▸ PASSAGE
I promise, this is the last round concerning this particular discussion, at the least on my part. To recap: Danny Hakim, an investigative reporter for the New York Times, published a critical piece on certain aspects of GMO technology; my friend and fellow skeptic Steve Novella responded; I commented critically on Steve’s response; and he responded to my criticism. The current post, however, isn’t going to be yet another blow-by-blow affair, for a few reasons: i) it would be even longer than the last installment, which I fear would severely test readers’ patience; ii) there is a diminishing return to going deeper and deeper and insert more and more qualifications to any argument; and iii) it seems to me that most of what Steve and I wanted to say has been said already.
So let me try to zoom the discussion out a little, shifting attention to what I think are some background issues of which this exchange has been a particular instantiation.
To begin with, I’m afraid Steve and I are talking past each other. We both agree that issues such as GMOs are “complicated,” and we are both sufficiently experienced and nuanced thinkers to appreciate that. We both know that the industry has repeatedly forced the hand in economic and legislative terms (for instance by spending millions to lobby against regulation and labeling); we also both know that more or less naive environmentalists have repeatedly ignored the facts on the ground to pursue their own political and ideological agendas. And yet, somehow we disagree. On what exactly?
Ultimately, on the very role of skepticism and on what it means to be a “skeptic.” This goes back to Steve’s harsh reaction to John Hogan’s invited talk at the latest North East Conference on Science and Skepticism. Steve is one of the co-organizers, and I have participated a number of times. Indeed, I was the one who suggested inviting Hogan to begin with.
(I know, this may seem a distraction from the topic of the post, but bear with me for a little while longer.)

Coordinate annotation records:
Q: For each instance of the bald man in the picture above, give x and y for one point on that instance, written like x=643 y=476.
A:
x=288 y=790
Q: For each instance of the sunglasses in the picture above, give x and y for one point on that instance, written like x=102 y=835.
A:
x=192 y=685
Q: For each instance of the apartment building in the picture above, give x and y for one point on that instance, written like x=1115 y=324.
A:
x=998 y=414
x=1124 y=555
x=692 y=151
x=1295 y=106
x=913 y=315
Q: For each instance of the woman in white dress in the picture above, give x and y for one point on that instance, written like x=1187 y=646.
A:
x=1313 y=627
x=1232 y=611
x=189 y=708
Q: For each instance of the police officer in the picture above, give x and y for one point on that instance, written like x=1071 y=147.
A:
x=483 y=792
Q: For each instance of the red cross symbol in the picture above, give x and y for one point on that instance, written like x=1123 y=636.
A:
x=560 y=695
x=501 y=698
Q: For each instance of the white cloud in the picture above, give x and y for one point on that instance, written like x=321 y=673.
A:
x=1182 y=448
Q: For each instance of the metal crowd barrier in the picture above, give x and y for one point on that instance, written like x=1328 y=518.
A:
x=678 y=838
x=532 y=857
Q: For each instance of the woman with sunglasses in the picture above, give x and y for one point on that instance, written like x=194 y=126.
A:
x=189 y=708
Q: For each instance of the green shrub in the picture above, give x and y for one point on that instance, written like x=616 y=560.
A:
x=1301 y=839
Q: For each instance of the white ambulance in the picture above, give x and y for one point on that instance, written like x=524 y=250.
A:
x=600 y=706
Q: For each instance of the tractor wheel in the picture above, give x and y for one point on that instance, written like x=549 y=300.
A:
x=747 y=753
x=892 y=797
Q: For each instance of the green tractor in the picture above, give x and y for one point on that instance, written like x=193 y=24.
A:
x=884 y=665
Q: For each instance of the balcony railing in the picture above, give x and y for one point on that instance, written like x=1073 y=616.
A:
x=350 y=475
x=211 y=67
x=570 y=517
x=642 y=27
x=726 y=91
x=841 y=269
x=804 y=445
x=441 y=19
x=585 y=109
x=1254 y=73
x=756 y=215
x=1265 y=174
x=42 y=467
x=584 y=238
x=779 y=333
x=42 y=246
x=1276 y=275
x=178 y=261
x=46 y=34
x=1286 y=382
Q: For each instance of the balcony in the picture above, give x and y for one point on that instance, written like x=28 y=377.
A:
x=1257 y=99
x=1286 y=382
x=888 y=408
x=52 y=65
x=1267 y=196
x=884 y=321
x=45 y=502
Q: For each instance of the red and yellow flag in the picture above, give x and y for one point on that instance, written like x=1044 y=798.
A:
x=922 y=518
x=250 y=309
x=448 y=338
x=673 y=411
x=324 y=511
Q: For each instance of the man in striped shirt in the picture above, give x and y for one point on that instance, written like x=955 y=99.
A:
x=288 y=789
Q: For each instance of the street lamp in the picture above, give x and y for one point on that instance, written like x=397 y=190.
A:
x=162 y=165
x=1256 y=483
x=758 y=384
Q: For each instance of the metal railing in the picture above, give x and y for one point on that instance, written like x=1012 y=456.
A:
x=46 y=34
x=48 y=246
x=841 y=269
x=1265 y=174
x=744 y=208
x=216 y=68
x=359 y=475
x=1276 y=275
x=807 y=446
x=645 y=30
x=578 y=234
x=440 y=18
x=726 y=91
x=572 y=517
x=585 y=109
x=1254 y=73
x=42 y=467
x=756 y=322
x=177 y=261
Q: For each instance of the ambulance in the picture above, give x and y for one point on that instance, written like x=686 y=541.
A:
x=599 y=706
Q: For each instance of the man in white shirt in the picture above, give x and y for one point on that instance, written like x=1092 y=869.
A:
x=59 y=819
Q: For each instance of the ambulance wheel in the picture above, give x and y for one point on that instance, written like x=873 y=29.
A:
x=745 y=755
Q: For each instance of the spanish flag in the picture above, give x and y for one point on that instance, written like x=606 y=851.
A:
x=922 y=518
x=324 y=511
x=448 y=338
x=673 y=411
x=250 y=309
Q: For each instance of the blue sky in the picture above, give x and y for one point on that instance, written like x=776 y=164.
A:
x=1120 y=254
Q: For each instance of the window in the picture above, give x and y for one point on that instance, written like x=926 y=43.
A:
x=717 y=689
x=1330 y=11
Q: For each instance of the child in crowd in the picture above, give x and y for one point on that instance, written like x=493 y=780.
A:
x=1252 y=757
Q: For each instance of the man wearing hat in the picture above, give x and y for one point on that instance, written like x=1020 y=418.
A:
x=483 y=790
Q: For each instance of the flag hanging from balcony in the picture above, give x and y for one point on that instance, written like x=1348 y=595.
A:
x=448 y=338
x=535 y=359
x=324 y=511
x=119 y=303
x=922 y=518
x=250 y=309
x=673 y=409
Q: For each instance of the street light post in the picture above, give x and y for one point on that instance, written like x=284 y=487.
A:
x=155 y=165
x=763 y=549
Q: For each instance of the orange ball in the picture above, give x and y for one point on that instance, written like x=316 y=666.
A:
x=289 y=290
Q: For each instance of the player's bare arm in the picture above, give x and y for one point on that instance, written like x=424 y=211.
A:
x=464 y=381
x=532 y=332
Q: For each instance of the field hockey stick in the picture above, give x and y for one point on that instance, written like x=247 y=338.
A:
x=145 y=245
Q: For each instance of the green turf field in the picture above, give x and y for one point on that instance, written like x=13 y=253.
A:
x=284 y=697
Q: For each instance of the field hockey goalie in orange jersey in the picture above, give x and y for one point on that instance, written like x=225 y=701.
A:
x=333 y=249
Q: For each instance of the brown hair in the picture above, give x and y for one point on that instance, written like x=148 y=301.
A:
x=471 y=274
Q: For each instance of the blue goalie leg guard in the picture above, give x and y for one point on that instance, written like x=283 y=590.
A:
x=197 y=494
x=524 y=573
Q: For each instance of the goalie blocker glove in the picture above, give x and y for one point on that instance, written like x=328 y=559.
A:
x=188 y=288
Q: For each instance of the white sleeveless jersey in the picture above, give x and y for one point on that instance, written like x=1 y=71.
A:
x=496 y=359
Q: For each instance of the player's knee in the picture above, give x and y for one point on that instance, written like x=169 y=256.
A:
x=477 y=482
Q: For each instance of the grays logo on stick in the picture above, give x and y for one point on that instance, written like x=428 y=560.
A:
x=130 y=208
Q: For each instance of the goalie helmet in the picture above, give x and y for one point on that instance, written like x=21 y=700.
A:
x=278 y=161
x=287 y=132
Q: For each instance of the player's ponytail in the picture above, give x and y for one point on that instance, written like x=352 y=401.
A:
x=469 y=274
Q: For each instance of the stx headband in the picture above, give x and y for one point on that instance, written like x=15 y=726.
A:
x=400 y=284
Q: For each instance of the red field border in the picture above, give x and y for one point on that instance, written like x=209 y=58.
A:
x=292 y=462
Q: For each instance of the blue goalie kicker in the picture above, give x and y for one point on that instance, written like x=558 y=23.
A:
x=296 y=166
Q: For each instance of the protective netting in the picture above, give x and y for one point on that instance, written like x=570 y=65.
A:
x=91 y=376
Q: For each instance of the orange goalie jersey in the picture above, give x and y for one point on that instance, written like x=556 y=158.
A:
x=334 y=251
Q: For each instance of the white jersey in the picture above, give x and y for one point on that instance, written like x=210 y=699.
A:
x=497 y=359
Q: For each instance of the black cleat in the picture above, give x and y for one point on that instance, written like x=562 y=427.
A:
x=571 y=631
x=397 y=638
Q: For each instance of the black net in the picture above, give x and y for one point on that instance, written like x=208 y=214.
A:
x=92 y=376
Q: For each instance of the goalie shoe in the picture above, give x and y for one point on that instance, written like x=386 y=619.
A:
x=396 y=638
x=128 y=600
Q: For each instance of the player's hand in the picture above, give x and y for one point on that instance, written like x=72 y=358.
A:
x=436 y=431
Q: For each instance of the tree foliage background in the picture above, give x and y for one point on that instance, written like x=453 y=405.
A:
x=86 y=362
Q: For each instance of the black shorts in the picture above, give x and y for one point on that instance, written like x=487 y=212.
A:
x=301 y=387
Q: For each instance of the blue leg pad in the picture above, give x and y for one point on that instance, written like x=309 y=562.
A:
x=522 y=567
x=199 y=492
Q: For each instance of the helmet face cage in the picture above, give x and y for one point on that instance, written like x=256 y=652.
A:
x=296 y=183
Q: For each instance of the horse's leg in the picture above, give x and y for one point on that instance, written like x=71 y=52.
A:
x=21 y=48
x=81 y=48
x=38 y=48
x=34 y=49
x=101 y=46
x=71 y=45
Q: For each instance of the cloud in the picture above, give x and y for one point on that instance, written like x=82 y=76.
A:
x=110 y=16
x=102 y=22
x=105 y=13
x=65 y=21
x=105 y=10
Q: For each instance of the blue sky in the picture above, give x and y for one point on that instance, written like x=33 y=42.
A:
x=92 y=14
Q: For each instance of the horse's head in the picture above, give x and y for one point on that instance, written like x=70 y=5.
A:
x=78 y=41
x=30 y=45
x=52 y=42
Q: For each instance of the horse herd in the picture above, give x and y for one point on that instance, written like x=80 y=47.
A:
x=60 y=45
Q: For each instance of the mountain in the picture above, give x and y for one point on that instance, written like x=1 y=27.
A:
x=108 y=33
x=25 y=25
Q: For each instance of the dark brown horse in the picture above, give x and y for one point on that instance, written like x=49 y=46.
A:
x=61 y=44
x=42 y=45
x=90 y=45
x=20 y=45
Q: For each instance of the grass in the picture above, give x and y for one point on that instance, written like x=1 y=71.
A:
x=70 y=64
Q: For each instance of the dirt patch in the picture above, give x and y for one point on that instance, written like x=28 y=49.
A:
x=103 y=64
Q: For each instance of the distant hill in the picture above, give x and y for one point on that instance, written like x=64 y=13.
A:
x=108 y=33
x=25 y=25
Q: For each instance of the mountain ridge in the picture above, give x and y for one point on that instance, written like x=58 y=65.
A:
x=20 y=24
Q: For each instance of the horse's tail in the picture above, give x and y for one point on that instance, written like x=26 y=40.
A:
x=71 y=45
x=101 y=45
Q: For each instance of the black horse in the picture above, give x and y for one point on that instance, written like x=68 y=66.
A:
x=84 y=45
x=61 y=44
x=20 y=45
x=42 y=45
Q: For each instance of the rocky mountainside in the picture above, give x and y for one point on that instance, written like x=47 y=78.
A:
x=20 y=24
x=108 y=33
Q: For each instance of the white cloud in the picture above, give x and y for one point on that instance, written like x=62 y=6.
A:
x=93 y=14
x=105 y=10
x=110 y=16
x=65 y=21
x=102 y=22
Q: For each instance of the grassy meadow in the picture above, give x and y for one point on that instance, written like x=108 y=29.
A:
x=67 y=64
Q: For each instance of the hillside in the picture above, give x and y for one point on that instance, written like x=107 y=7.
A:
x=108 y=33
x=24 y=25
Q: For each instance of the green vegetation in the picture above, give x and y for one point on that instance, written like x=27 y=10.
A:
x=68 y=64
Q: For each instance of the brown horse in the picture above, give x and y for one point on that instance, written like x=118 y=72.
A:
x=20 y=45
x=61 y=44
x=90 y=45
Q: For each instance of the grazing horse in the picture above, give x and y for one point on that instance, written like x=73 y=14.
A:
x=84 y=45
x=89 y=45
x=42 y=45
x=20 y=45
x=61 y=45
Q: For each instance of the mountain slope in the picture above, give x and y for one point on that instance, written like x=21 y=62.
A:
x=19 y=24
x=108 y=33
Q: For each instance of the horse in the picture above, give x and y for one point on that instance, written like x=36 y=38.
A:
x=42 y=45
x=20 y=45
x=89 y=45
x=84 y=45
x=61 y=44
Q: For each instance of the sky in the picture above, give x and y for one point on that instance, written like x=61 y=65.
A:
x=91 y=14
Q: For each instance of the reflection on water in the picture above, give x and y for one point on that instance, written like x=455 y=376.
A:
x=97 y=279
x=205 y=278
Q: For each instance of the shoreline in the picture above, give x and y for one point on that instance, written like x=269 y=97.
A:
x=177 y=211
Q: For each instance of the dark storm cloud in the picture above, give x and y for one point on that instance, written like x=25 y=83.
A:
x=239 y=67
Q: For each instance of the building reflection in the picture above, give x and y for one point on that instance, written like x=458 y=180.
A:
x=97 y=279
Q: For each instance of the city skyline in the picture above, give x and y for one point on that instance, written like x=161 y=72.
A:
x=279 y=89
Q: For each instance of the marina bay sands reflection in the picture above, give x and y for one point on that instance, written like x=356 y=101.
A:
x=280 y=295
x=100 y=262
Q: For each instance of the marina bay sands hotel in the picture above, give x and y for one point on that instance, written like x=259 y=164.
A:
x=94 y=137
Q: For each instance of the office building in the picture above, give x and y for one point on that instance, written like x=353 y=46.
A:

▸ WHAT YOU WILL DO
Write out the part of the GMO post between "Ultimately, on the" and "to begin with.", inclusive. The records are not needed for anything here.

▸ FULL RESPONSE
Ultimately, on the very role of skepticism and on what it means to be a “skeptic.” This goes back to Steve’s harsh reaction to John Hogan’s invited talk at the latest North East Conference on Science and Skepticism. Steve is one of the co-organizers, and I have participated a number of times. Indeed, I was the one who suggested inviting Hogan to begin with.